Could you repeat, exactly and with no pictures, only the lines from the start of the records through the line containing "[locate] green leaf"?

============================================================

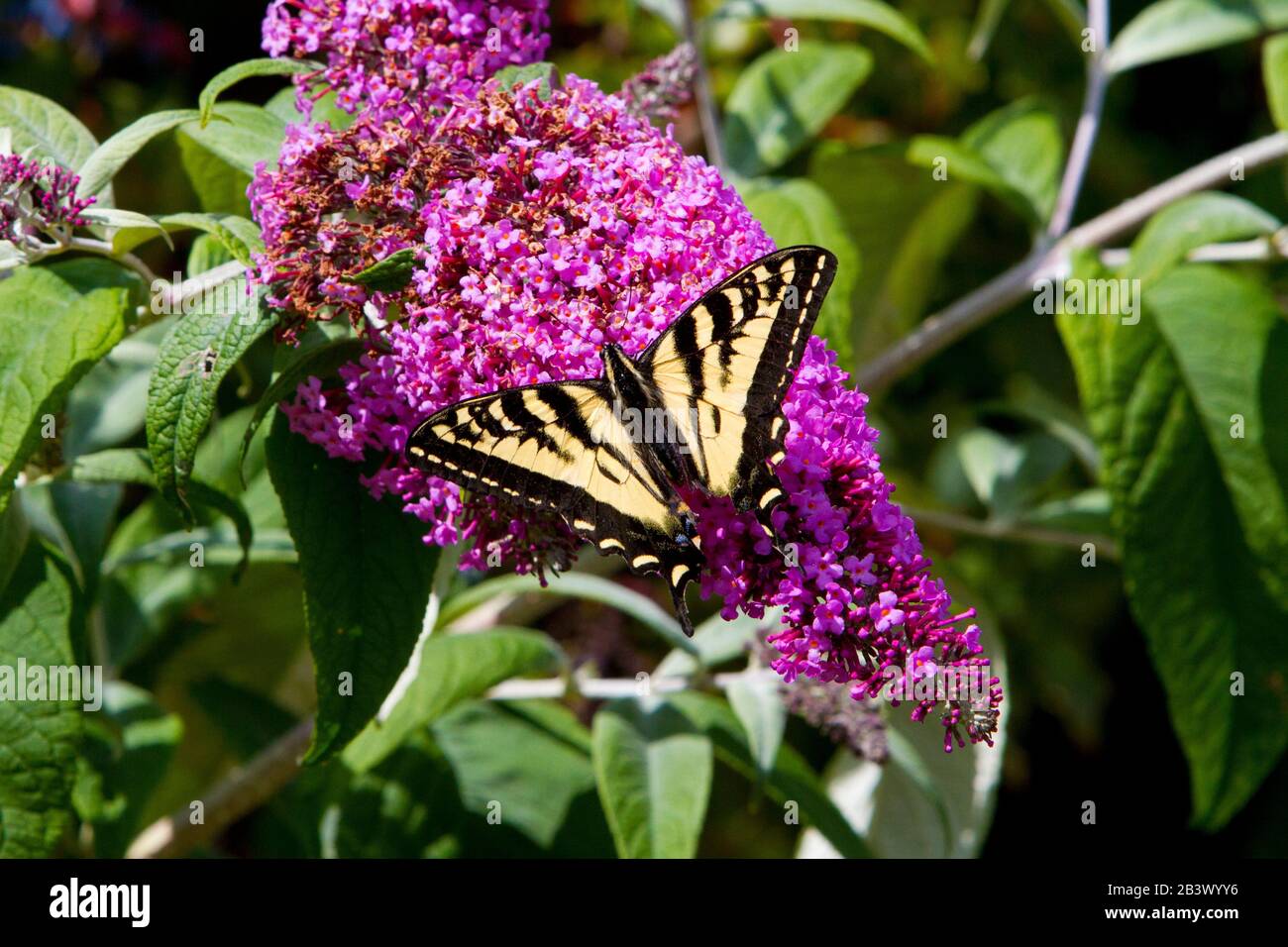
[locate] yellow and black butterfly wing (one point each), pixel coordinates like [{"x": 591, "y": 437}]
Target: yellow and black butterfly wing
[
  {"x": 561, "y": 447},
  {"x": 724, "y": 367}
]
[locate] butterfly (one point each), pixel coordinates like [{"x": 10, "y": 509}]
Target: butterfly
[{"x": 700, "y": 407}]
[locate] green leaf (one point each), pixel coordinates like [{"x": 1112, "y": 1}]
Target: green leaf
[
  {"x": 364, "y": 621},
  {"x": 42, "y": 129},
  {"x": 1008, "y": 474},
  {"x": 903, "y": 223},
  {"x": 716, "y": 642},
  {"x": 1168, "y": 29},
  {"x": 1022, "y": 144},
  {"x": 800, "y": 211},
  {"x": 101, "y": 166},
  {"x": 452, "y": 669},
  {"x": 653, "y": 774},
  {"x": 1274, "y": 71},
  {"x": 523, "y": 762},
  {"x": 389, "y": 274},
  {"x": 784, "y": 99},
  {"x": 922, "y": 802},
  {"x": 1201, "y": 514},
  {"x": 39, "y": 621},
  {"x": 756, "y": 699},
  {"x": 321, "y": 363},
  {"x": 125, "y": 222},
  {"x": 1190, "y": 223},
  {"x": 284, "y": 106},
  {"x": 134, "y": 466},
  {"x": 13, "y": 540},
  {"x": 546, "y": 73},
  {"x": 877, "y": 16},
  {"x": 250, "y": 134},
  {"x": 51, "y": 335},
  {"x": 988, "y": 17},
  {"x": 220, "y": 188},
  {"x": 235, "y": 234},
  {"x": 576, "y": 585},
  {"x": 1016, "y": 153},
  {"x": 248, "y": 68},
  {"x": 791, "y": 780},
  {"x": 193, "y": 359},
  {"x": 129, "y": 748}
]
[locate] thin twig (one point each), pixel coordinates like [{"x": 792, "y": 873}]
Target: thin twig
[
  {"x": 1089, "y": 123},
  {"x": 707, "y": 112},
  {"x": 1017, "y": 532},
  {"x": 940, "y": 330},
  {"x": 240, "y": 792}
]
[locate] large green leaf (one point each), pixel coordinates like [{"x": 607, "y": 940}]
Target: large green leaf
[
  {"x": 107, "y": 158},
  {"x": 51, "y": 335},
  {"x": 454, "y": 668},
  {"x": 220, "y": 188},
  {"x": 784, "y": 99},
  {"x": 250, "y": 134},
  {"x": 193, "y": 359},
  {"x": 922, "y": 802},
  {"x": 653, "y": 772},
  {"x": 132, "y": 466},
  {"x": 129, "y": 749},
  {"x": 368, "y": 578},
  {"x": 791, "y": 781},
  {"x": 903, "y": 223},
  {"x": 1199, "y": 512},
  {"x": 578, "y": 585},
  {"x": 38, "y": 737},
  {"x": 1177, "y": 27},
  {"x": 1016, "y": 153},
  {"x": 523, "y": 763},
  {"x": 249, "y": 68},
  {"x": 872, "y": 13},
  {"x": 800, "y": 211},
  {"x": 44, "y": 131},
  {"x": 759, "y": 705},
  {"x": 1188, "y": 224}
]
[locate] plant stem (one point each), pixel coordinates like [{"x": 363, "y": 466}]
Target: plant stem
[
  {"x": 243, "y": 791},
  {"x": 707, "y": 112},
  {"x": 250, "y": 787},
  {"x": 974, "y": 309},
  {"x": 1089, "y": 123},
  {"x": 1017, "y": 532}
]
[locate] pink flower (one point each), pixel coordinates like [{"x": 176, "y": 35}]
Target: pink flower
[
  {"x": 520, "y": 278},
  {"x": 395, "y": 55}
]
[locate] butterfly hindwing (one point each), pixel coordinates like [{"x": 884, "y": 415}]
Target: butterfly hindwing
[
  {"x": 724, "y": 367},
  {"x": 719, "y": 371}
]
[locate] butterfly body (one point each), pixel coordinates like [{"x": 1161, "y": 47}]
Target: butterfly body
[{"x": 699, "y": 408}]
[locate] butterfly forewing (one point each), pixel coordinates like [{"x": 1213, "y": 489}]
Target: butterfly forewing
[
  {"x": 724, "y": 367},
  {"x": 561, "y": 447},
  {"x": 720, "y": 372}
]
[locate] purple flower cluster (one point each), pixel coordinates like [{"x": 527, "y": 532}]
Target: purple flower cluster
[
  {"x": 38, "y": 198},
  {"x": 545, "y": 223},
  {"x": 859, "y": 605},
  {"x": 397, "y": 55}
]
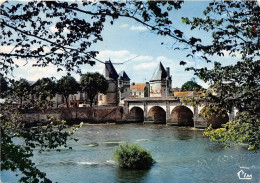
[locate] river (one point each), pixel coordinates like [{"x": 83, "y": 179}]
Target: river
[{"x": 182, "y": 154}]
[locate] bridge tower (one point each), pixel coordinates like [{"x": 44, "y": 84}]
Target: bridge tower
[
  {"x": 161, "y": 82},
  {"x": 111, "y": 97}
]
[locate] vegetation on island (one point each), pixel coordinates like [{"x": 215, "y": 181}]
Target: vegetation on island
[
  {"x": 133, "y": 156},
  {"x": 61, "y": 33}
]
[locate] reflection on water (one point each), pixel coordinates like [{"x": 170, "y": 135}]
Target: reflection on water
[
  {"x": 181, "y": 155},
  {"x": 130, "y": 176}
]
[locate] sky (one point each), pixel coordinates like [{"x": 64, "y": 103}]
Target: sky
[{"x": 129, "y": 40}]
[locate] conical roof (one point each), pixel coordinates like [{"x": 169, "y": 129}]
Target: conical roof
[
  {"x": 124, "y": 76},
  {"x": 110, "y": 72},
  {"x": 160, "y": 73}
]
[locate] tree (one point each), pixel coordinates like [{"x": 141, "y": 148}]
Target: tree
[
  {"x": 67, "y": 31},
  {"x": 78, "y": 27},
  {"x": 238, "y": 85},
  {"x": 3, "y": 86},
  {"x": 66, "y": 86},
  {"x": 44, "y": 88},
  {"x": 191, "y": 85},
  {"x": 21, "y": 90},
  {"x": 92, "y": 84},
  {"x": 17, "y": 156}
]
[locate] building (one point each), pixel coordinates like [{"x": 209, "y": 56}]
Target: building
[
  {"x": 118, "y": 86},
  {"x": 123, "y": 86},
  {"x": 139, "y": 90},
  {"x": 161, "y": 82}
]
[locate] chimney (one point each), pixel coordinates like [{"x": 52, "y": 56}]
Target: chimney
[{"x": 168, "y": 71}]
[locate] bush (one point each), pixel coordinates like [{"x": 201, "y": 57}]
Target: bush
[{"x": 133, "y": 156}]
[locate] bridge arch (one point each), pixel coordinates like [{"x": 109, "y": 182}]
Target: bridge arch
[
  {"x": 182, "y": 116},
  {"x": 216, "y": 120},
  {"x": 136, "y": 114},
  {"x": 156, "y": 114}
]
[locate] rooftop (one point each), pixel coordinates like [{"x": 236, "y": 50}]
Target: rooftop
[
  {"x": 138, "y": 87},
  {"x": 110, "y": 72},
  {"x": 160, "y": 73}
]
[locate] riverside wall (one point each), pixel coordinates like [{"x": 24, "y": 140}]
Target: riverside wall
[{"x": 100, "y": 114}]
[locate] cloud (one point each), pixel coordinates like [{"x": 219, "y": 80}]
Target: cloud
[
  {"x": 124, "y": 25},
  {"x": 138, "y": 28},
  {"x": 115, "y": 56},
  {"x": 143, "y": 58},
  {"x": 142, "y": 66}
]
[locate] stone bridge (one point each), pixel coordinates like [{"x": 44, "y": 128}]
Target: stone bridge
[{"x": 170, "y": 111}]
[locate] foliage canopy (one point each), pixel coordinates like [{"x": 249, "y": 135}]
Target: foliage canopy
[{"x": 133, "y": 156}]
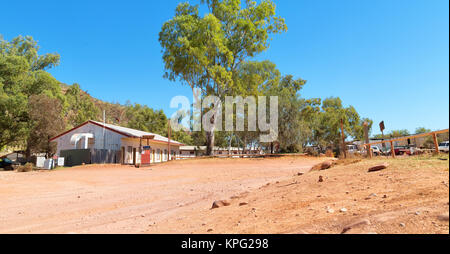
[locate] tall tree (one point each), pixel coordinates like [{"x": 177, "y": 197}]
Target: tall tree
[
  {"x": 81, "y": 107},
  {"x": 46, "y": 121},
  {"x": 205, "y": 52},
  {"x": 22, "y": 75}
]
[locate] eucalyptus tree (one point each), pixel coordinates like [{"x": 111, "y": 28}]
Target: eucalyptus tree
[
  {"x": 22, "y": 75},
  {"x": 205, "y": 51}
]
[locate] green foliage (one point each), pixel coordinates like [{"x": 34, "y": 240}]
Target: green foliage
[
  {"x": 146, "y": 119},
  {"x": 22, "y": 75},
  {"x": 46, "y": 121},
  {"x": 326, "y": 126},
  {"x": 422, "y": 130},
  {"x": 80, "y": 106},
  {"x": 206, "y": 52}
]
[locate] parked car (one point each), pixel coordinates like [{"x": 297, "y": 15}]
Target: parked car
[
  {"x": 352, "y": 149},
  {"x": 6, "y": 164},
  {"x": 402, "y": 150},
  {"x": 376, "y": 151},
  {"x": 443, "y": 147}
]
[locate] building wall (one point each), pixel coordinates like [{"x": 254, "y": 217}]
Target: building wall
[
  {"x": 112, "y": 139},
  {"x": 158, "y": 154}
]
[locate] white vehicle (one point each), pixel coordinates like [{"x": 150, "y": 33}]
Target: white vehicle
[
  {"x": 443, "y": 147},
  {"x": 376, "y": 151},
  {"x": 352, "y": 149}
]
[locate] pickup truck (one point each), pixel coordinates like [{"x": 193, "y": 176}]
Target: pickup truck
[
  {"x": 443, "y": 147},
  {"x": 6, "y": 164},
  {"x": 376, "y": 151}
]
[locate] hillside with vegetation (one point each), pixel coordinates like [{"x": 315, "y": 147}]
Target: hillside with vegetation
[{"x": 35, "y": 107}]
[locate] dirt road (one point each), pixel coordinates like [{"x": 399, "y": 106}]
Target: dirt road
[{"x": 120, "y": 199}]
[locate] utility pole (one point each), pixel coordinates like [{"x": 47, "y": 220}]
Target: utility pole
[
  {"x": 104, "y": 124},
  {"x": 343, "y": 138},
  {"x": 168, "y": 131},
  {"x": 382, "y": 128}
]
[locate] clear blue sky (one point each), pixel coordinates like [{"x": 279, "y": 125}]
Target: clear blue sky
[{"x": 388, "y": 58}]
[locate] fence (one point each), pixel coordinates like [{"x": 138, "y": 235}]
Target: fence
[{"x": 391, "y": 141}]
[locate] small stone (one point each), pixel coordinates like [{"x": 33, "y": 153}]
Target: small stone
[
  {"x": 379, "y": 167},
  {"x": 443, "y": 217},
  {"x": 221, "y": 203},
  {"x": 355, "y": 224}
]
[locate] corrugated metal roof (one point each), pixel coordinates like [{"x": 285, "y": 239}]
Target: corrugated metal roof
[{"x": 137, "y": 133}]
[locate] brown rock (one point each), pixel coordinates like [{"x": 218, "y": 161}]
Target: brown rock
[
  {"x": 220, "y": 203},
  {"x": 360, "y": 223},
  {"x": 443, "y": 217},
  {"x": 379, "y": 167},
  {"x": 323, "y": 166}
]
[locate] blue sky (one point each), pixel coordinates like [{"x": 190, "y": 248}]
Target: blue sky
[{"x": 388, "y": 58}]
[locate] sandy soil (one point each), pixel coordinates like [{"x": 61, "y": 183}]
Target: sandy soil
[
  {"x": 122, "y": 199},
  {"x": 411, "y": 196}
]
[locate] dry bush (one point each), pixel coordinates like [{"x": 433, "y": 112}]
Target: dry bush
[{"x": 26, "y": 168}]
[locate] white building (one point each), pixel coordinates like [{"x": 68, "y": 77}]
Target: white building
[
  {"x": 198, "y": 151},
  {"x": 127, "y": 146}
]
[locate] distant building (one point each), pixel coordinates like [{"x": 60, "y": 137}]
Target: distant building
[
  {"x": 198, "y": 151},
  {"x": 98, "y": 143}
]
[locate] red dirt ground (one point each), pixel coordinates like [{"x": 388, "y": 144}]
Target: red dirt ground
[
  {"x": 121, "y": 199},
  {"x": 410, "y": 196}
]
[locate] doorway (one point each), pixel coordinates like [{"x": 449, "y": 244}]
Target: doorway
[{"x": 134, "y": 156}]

============================================================

#### [Task response]
[locate] yellow and black butterfly wing (one point each), pixel coordinates like [{"x": 591, "y": 437}]
Target: yellow and black butterfly wing
[
  {"x": 561, "y": 447},
  {"x": 724, "y": 367}
]
[locate] butterfly (one point each), pixel coordinates like [{"x": 10, "y": 509}]
Target: butterfly
[{"x": 700, "y": 407}]
[locate] green leaf (one point each), pixel coordinates like [{"x": 1112, "y": 1}]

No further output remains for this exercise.